#### PAGE TEXT:
HHuman mobility in the context of environmental and climate change

“Population mobility [in the context of environmental change] is probably best viewed as being arranged along a continuum ranging from totally voluntary migration […] to totally forced migration” (Hugo, 1996:107).

Please note that the following definitions, like most migration-related definitions, are not universally accepted but working definitions:

─ Environmental migrant

“Environmental migrants are persons or groups of persons who, predominantly for reasons of sudden or progressive change in the environment that adversely affects their lives or living conditions, are obliged to leave their habitual homes, or choose to do so, either temporarily or permanently, and who move either within their country or abroad” (IOM, 2011:33).

─ Environmentally displaced person

“Persons who are displaced within their country of habitual residence or who have crossed an international border and for whom environmental degradation, deterioration or destruction is a major cause of their displacement, although not necessarily the sole one. This term is used as a less controversial alternative to environmental refugee or climate refugee [in the case of those displaced across an international border] that have no legal basis or raison d’être in international law, to refer to a category of environmental migrants whose movement is of a clearly forced nature” (IOM, 2011:34). See internally displaced persons and refugee.

#### GIVEN RECORDS:
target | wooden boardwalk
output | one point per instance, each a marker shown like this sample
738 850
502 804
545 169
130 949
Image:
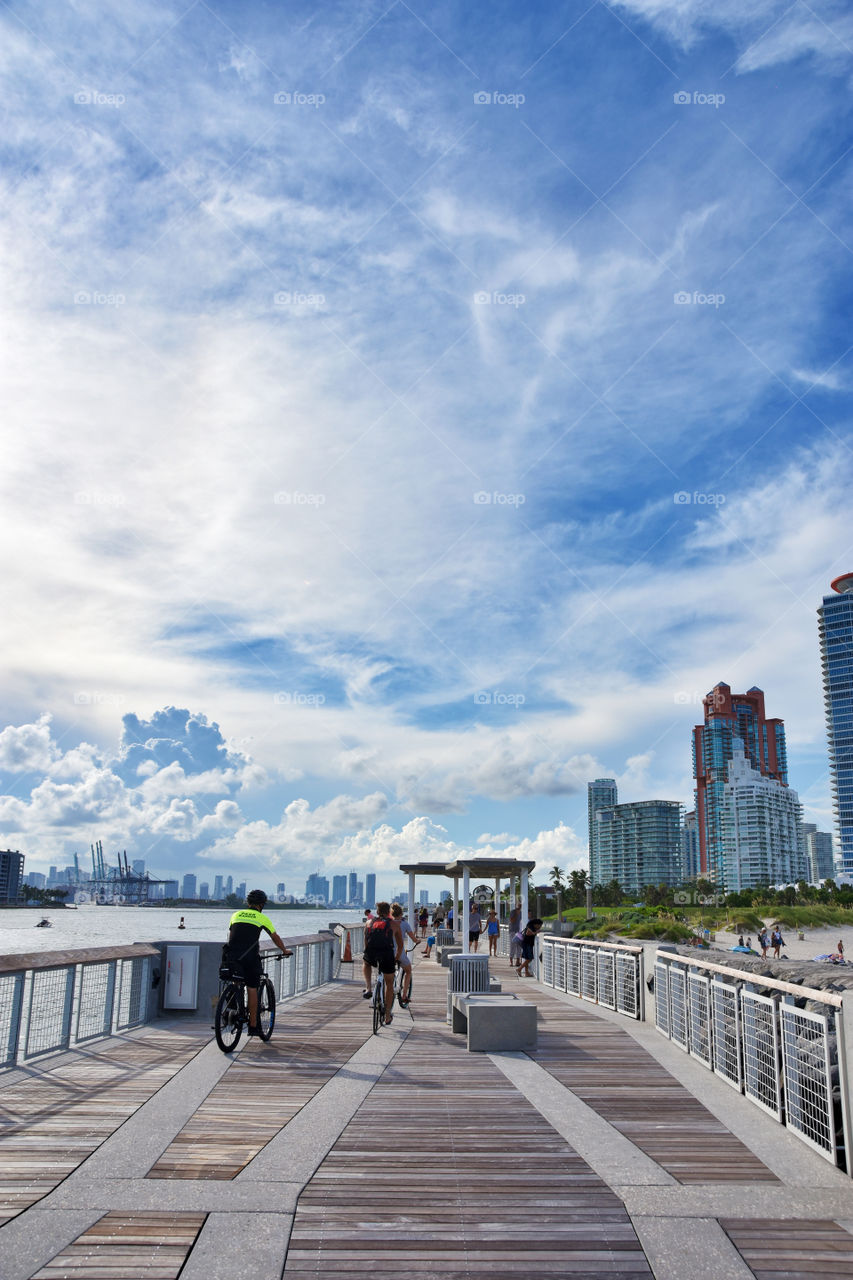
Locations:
331 1152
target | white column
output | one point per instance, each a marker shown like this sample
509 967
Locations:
466 891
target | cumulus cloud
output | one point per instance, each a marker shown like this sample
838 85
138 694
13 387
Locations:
27 748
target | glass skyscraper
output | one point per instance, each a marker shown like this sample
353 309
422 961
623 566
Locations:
601 794
835 625
730 721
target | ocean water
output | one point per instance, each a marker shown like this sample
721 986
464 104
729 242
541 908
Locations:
118 926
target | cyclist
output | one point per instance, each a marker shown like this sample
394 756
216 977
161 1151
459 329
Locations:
402 959
382 946
243 947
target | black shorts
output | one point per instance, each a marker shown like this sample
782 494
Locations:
382 960
250 969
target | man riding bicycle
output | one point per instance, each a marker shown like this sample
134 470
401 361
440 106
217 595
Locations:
382 947
243 947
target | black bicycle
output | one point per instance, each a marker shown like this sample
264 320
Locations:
378 1002
232 1010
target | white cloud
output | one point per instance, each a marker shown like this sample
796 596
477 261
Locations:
27 748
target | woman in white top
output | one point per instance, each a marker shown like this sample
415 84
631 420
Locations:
402 959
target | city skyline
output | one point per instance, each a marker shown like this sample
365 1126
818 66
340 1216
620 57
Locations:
423 433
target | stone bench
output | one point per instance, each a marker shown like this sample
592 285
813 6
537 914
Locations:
495 1022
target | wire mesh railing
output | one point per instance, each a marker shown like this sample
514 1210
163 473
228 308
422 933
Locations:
757 1034
602 973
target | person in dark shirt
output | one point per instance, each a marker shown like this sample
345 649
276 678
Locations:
383 945
243 947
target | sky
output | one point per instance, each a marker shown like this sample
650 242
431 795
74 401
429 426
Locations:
410 414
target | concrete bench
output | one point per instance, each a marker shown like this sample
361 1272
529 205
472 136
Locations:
495 1022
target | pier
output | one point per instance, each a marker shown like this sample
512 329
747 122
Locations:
329 1151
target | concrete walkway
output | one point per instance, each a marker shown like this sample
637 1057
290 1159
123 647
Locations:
333 1151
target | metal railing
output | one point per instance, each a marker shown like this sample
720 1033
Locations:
48 1006
605 973
53 1001
753 1033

#### WHAT IS NEEDED:
In the text on human mobility and environmental change, which term serves as a less controversial alternative to "environmental refugee" or "climate refugee"? Use only the text on human mobility and environmental change for the task.

#### ANSWER IN FULL:
Environmentally displaced person.